**DOCUMENT SECTION:**
++++++++++

The Shelter Medicine Program at the University of Florida College of Veterinary Medicine will receive a $510,000 grant from national nonprofit Petco Love to address the increasing shortage of shelter medicine veterinarians to assure shelter pets have access to timely and essential veterinary care.
The grant will support an accelerated internship program for six veterinarians to become skilled in shelter animal care, surgery, disease outbreak intervention, forensics, disaster response, behavior, public health, and high-quality high-volume spay-neuter — topics that are bundled into an emerging area of veterinary practice called Shelter Medicine. The program recruits top-performing senior veterinary students from across the country to join a one-year internship at the UF College of Veterinary Medicine upon graduation from veterinary school.
“This accelerated program empowers students with the necessary skills to provide quality care which shelter pets deserve,” said Susanne Kogut, president of Petco Love. “A goal of supporting this program is to also address the shortage of veterinarians practicing Shelter Medicine across the U.S.”

++++++++++

**DATA EXTRACT:**
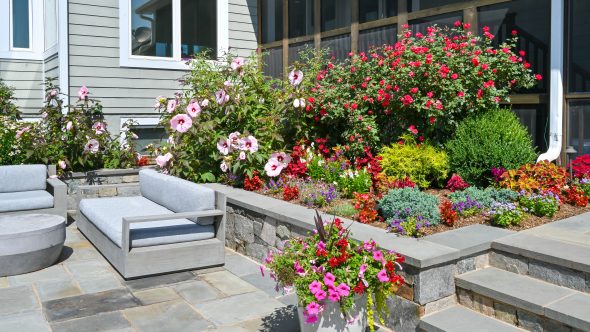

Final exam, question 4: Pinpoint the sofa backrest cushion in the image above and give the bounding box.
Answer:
[0,165,47,193]
[139,169,215,225]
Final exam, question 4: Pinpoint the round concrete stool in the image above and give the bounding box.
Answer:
[0,214,66,277]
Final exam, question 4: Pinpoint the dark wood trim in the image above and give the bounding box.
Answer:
[349,0,360,53]
[283,0,289,77]
[313,0,322,50]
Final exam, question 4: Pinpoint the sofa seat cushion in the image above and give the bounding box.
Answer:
[80,196,215,248]
[0,165,47,193]
[0,190,53,212]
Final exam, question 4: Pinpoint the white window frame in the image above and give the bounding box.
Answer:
[119,0,229,70]
[0,0,45,60]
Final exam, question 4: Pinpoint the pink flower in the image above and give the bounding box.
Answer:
[217,138,231,156]
[186,101,201,118]
[156,152,172,168]
[219,161,228,173]
[270,152,291,167]
[305,302,321,315]
[264,159,283,177]
[336,283,350,297]
[166,99,178,113]
[324,272,336,286]
[215,89,228,105]
[313,289,326,301]
[305,315,318,324]
[373,250,383,262]
[289,69,303,86]
[84,139,100,153]
[78,85,88,100]
[328,290,340,302]
[230,57,246,71]
[240,135,258,153]
[228,131,240,150]
[92,122,106,135]
[170,114,193,133]
[309,280,322,294]
[377,269,389,282]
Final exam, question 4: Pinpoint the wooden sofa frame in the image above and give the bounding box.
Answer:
[76,191,226,279]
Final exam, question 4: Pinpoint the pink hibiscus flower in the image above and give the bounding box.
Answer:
[170,114,193,133]
[78,85,88,100]
[186,101,201,118]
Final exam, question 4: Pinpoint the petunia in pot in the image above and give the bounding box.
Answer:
[261,212,404,332]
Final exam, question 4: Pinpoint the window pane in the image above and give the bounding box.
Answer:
[289,0,313,38]
[321,0,352,31]
[359,0,398,23]
[359,25,397,52]
[478,0,551,92]
[12,0,30,48]
[568,0,590,92]
[409,12,463,34]
[45,0,57,49]
[132,126,166,153]
[321,34,351,61]
[407,0,468,12]
[568,100,590,155]
[512,104,549,151]
[180,0,217,58]
[131,0,172,57]
[260,0,283,44]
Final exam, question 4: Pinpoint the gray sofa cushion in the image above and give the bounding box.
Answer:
[0,190,53,212]
[139,169,215,225]
[0,165,47,193]
[80,196,215,248]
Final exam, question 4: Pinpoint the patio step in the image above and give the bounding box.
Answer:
[455,267,590,331]
[490,230,590,293]
[418,305,524,332]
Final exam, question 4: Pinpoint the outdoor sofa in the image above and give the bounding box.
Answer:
[76,170,225,279]
[0,165,67,218]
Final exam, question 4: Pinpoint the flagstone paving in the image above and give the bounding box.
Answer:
[0,220,306,332]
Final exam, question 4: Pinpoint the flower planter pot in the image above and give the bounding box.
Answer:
[297,295,367,332]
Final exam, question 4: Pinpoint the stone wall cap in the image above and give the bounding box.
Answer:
[205,183,461,268]
[423,224,515,257]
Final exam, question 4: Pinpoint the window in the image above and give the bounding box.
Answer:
[567,0,590,92]
[260,0,283,44]
[359,0,398,23]
[119,0,228,69]
[10,0,32,49]
[321,0,352,31]
[477,0,551,93]
[45,0,57,50]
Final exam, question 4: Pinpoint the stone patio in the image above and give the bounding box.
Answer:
[0,220,306,332]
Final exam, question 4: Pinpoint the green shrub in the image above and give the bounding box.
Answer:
[446,110,537,186]
[379,188,440,224]
[328,203,357,218]
[0,78,20,119]
[379,137,449,188]
[449,187,518,209]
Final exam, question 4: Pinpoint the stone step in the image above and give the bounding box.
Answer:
[490,230,590,293]
[455,267,590,331]
[418,305,524,332]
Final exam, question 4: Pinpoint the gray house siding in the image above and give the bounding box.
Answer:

++++++++++

**EXERCISES:**
A: Using the grant announcement, answer these:
(i) How much money is the grant from Petco Love?
(ii) How many veterinarians will the internship program support?
(iii) Who is the president of Petco Love?
B: Please output the part of the grant announcement between "The Shelter Medicine" and "essential veterinary care.", inclusive, copied word for word.

**ANSWERS PROVIDED:**
A:
(i) $510,000
(ii) Six
(iii) Susanne Kogut

B:
The Shelter Medicine Program at the University of Florida College of Veterinary Medicine will receive a $510,000 grant from national nonprofit Petco Love to address the increasing shortage of shelter medicine veterinarians to assure shelter pets have access to timely and essential veterinary care.